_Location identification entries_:
┌────────
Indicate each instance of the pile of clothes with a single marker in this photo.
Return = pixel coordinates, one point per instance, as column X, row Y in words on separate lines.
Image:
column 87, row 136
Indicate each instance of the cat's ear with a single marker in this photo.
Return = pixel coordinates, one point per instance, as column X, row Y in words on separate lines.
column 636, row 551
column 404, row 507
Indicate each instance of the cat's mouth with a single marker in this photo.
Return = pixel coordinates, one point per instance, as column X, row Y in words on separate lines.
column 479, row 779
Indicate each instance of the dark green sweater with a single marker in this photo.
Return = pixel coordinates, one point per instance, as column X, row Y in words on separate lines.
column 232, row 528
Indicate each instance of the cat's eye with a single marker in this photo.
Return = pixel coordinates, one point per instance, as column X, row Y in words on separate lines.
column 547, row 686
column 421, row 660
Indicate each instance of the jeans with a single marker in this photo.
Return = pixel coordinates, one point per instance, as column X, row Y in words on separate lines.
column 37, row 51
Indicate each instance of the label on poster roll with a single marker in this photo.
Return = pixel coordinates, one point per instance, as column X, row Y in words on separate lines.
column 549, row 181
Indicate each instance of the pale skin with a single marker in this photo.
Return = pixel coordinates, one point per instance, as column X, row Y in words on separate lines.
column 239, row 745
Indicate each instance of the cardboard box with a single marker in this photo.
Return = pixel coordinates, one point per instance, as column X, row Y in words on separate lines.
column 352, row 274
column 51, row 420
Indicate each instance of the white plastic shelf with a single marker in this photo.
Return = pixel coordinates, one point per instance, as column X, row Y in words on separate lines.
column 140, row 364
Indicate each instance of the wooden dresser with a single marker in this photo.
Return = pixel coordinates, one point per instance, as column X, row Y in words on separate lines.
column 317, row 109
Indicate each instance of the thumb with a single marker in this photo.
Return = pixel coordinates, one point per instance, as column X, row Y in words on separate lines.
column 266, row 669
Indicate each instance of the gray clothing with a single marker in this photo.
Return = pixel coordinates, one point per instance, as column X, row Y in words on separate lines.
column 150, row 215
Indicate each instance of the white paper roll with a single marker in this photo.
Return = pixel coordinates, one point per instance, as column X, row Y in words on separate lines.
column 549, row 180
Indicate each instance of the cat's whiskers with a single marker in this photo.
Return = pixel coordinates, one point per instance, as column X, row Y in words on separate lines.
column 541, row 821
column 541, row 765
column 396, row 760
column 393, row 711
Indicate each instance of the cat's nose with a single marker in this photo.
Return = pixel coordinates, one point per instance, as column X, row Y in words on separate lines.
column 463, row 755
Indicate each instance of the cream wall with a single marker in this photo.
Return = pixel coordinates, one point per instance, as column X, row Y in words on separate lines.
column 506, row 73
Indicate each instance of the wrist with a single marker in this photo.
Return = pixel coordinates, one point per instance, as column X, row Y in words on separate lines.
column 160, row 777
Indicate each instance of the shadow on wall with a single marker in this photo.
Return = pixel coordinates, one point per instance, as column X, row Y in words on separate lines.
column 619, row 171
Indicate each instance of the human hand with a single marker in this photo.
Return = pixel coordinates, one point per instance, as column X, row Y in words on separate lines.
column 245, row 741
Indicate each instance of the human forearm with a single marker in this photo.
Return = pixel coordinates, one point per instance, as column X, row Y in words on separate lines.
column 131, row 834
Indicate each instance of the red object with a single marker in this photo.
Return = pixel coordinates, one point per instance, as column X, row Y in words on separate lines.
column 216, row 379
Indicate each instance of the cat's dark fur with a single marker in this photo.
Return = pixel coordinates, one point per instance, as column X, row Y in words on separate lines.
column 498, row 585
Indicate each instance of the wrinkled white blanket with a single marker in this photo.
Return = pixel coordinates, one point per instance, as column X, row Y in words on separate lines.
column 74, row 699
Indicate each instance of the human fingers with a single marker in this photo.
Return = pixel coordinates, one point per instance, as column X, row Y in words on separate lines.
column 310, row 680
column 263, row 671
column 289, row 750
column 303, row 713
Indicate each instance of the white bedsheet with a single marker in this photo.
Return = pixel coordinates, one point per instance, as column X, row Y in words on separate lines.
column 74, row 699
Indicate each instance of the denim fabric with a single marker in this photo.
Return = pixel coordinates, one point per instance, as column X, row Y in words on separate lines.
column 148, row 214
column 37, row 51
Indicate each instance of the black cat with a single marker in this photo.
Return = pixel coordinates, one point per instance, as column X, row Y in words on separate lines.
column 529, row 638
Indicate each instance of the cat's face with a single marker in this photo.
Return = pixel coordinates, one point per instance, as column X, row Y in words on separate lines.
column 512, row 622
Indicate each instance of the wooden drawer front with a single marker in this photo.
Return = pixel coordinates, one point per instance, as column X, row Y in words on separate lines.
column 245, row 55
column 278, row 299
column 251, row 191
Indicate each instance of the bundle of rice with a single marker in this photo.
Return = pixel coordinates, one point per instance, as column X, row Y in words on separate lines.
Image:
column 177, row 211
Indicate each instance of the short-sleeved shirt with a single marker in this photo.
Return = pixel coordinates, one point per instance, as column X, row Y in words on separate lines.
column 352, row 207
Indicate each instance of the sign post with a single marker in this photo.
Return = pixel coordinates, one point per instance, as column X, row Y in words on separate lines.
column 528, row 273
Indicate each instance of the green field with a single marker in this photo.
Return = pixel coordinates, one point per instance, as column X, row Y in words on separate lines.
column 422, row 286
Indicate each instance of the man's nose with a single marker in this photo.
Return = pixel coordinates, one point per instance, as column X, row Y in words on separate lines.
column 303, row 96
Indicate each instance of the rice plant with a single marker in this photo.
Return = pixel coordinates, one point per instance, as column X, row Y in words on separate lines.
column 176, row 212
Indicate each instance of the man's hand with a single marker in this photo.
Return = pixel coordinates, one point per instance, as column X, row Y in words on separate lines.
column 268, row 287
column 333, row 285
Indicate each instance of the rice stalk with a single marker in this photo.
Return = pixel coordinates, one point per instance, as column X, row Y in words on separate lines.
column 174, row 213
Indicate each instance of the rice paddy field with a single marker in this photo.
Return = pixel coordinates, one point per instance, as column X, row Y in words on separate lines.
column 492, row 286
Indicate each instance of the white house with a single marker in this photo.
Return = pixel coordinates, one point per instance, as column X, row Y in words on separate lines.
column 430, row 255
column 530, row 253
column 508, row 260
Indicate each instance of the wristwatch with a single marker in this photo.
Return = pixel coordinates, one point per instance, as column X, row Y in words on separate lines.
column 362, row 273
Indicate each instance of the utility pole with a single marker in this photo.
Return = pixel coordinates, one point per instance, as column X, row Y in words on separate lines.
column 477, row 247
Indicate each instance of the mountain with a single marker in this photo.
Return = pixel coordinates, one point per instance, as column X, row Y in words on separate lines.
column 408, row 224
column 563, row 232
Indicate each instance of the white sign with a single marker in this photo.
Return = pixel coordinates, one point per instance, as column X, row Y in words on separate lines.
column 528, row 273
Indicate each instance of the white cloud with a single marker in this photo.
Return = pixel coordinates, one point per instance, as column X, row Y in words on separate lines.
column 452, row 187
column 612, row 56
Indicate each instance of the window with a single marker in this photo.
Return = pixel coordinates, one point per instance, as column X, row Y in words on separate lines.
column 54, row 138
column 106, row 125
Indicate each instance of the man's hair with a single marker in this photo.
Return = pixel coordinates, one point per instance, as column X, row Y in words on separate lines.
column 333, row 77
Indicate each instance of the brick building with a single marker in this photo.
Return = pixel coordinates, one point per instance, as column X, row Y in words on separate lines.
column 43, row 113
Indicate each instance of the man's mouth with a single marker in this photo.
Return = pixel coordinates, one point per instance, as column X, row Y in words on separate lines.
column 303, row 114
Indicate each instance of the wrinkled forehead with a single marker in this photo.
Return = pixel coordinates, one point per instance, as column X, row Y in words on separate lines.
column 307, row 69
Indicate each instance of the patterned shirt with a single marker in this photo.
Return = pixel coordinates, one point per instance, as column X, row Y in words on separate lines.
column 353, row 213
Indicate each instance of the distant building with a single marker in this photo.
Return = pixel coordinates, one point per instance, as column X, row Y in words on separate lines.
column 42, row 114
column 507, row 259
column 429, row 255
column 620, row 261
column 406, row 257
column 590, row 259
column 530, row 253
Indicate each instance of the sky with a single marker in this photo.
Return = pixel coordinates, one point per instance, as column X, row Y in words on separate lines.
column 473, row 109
└────────
_Your instructions_: Convert the part of the records that opens with the line containing "Indicate each instance of the white paper" and closes with the line containing "column 506, row 73" into a Markdown table with the columns Number and Record line. Number each line in order, and leave out any blank lines.

_Worked solution_:
| Number | Record line |
|---|---|
| 1 | Indicate each instance of the white paper roll with a single marker in this photo. |
| 2 | Return = pixel coordinates, one point per instance, as column X, row Y in words on separate lines. |
| 3 | column 549, row 180 |
| 4 | Indicate each instance of the cat's whiskers with a single marker in this photo. |
| 5 | Return = pixel coordinates, one point per instance, as column X, row Y in words on separate lines. |
| 6 | column 541, row 821 |
| 7 | column 541, row 765 |
| 8 | column 396, row 760 |
| 9 | column 393, row 711 |
| 10 | Indicate each instance of the cat's nose with a single marker in this photo. |
| 11 | Return = pixel coordinates, one point per instance, as column X, row Y in words on separate lines. |
| 12 | column 463, row 755 |
| 13 | Indicate each instance of the cream wall with a single marker in this photo. |
| 14 | Return = pixel coordinates, one point per instance, as column X, row Y in words on separate lines. |
| 15 | column 506, row 73 |